→ **WHAT IS ASKED**
Reproduce the listing verbatim.

[start of DATASET EXTRACT]

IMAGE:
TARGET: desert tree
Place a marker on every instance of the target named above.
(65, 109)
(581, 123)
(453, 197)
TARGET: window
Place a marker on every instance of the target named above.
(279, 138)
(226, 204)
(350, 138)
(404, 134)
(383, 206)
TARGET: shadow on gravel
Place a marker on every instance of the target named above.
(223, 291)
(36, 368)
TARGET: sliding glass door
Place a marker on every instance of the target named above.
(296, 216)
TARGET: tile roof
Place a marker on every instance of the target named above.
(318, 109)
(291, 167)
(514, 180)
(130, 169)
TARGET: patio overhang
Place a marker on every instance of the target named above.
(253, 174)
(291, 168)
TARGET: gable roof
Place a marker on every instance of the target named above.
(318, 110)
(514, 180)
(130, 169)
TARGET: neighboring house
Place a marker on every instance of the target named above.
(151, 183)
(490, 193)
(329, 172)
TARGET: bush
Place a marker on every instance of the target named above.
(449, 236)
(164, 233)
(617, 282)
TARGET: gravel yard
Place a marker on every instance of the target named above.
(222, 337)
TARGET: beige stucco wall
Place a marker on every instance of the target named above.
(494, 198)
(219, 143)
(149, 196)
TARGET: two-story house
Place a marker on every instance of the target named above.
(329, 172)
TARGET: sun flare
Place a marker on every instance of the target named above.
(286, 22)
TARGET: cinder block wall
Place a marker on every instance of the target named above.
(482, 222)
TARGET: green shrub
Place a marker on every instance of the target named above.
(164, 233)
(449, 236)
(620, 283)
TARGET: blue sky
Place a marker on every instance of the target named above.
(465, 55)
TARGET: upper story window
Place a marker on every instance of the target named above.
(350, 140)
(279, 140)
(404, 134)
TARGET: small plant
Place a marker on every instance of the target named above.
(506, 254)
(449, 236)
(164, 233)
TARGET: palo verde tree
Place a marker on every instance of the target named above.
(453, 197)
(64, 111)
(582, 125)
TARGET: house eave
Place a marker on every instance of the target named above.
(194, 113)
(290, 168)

[end of DATASET EXTRACT]

→ **EXERCISE OUTPUT**
IMAGE:
TARGET: desert tree
Place a marker on every instance of the target named above.
(65, 109)
(581, 123)
(453, 197)
TARGET: window
Place a marker on every instance of the target named above.
(279, 138)
(226, 204)
(350, 138)
(404, 134)
(383, 206)
TARGET: shadow on gravel
Place a marker on every instance of the target named above.
(223, 291)
(36, 368)
TARGET: sliding glass door
Place a marker on every instance of the target named above.
(296, 216)
TARGET: tile roof
Place a marker on every instance of the target named above.
(318, 109)
(291, 167)
(514, 180)
(130, 169)
TARGET: patio overhang
Place a marker on every instance of the target named above.
(253, 174)
(291, 168)
TARGET: gable roof
Place a marker on every instance of the target named above.
(318, 110)
(514, 180)
(130, 169)
TARGET: neighboring house
Place a marker on every instance of the target named above.
(151, 183)
(490, 193)
(329, 172)
TARGET: bush
Place a marker on every instance of the target named above.
(449, 236)
(164, 233)
(617, 282)
TARGET: gravel yard
Place a marker on every instance of the target named above.
(222, 337)
TARGET: beige stucco wall
Place a marker on every instance of the target named above.
(494, 198)
(219, 143)
(149, 196)
TARGET: two-story house
Place a marker on every instance of the target named above.
(329, 172)
TARGET: sun flare
Place a marker on every instance of the target named above.
(286, 22)
TARGET: cinder block wall
Place a marker on every instance of the target named above.
(482, 222)
TARGET: green shrub
Place a marker on every instance of the target named above.
(164, 233)
(449, 236)
(620, 283)
TARGET: blue sky
Place a marker on every instance of the target named above.
(465, 55)
TARGET: upper story window
Place a marker on every instance of the target named above.
(350, 140)
(279, 140)
(404, 134)
TARGET: small plant
Place a marker on every instance of the target named above.
(506, 254)
(449, 236)
(164, 233)
TARGET: palo verde tree
Place a marker on every instance of the target named above.
(453, 197)
(64, 111)
(582, 125)
TARGET: house eave
Place a marker on every instance of the target named above.
(194, 113)
(290, 168)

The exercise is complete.